>> begin SUPPLIED MATERIAL
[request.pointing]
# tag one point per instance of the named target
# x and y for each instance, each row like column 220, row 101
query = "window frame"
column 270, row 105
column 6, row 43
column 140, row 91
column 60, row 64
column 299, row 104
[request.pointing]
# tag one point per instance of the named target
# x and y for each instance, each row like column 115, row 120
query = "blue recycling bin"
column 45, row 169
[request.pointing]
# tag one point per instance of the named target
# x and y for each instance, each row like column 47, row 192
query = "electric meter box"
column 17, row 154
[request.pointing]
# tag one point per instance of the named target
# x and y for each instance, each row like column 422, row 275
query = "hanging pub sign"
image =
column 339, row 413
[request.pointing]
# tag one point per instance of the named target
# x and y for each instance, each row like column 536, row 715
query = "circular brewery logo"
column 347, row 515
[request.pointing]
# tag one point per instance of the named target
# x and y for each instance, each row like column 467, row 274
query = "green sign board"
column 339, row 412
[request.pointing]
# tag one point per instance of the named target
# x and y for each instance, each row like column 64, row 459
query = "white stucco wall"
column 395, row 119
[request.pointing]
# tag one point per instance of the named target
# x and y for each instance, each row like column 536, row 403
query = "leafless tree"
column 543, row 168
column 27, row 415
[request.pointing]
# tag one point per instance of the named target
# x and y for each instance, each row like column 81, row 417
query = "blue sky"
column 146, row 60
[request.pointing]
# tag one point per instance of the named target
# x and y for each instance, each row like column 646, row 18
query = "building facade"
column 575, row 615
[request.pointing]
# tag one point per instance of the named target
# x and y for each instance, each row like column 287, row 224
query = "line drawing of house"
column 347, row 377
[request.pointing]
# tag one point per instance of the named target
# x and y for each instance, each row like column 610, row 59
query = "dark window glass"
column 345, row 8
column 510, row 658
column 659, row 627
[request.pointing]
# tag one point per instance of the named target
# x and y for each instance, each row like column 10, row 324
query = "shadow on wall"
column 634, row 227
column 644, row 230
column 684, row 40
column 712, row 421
>> end SUPPLIED MATERIAL
■ TASK BRIEF ■
Copy every row above back out verbatim, in the same order from first to last.

■ RESULT OF THE TASK ■
[request.pointing]
# tag one point per instance of the named target
# x and y for each instance, each row like column 220, row 101
query = "window frame"
column 270, row 105
column 6, row 43
column 140, row 91
column 60, row 64
column 299, row 104
[request.pointing]
# tag one point per instance of the named target
# x and y for each instance, each row like column 115, row 120
query = "blue recycling bin"
column 45, row 169
[request.pointing]
# tag one point per instance of the named target
# x and y for each instance, each row like column 47, row 192
query = "electric meter box"
column 17, row 154
[request.pointing]
# tag one point per instance of the named target
# x and y for each instance, each row like column 422, row 275
query = "hanging pub sign"
image =
column 339, row 413
[request.pointing]
# tag one point per instance of the named target
# x and y for each instance, each row like column 536, row 715
query = "circular brewery logo"
column 347, row 515
[request.pointing]
# tag one point per instance of the named target
# x and y for each instance, each row like column 467, row 274
query = "green sign board"
column 339, row 412
[request.pointing]
# tag one point per instance of the named target
# x and y for each instance, each row like column 64, row 459
query = "white stucco wall"
column 395, row 119
[request.pointing]
# tag one point per instance of the named target
# x and y for each instance, each row like column 536, row 403
query = "leafless tree"
column 543, row 168
column 27, row 415
[request.pointing]
# tag one point per instance of the named target
# x and y for each instance, each row like column 81, row 417
query = "blue sky"
column 146, row 60
[request.pointing]
# tag one point per instance of the named target
# x and y for each instance, each row like column 646, row 18
query = "building facade"
column 575, row 615
[request.pointing]
# tag one point per instance of the named target
# x and y for each instance, each row like column 287, row 224
query = "line drawing of house"
column 347, row 377
[request.pointing]
# tag one point per instance of the named target
# x and y for each instance, each row like column 610, row 59
query = "dark window glass"
column 345, row 8
column 510, row 658
column 659, row 627
[request.pointing]
# tag one point per instance of the named target
# x and y for each instance, each row like column 10, row 324
query = "shadow on wall"
column 634, row 227
column 644, row 230
column 684, row 40
column 712, row 421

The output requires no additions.